***** Records for the exercise

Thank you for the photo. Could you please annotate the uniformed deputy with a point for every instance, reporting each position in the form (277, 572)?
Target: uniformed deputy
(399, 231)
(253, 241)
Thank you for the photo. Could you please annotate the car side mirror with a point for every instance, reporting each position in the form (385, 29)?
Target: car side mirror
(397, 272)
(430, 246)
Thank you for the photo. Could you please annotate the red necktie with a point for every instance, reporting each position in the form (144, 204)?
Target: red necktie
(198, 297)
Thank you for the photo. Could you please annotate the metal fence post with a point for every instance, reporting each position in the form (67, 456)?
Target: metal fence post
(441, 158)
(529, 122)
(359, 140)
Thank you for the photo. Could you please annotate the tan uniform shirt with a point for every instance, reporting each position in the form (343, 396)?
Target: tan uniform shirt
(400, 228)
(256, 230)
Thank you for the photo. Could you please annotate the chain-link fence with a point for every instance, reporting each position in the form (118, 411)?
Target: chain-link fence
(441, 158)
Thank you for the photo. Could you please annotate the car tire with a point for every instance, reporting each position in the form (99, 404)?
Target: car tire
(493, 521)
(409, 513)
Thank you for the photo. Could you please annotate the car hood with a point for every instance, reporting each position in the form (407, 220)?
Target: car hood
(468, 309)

**********

Update the material above so that every occurrence of "car" becomes "vehicle", and reproduce it in full with nothing else changed.

Thank you for the photo. Could you please annotate the uniformed deputy with a point for every instance, reporting each position in the form (277, 572)?
Target: uniformed deputy
(399, 231)
(253, 241)
Thank you for the photo. Could you please annotate the vehicle side mirror with a point for every instance, reporting each position in the form (385, 29)?
Target: vehicle side mirror
(397, 272)
(430, 246)
Thank you for the photo. Could you please annotate the red necktie with a point for every instance, reporting each position in the form (144, 204)?
Target: red necktie
(198, 297)
Thank you for the photo. Could you please annotate the metal fence post with a point for every instance, reporting each position in the form (67, 456)?
Target: metal fence post
(441, 158)
(529, 122)
(359, 140)
Thank you for the photo. Could you please annotate the tan uniform shirt with a point for every instance, reporting each position in the form (343, 396)?
Target: tan uniform shirt
(400, 228)
(256, 230)
Thank you for the photo. Could you please annotate the chain-link fence with a point for every instance, reporting each position in the form (118, 411)?
Target: chain-link fence
(441, 158)
Thank you for the photo. Could you please annotate the vehicle tire with a point for every instance, reporting each position in the form (99, 404)?
Target: vehicle tire
(493, 521)
(409, 513)
Thank you for the photo. Could you please annotate the vehicle hood with a point for every instance, reporting each position in the form (407, 220)?
Target: vehicle hood
(468, 309)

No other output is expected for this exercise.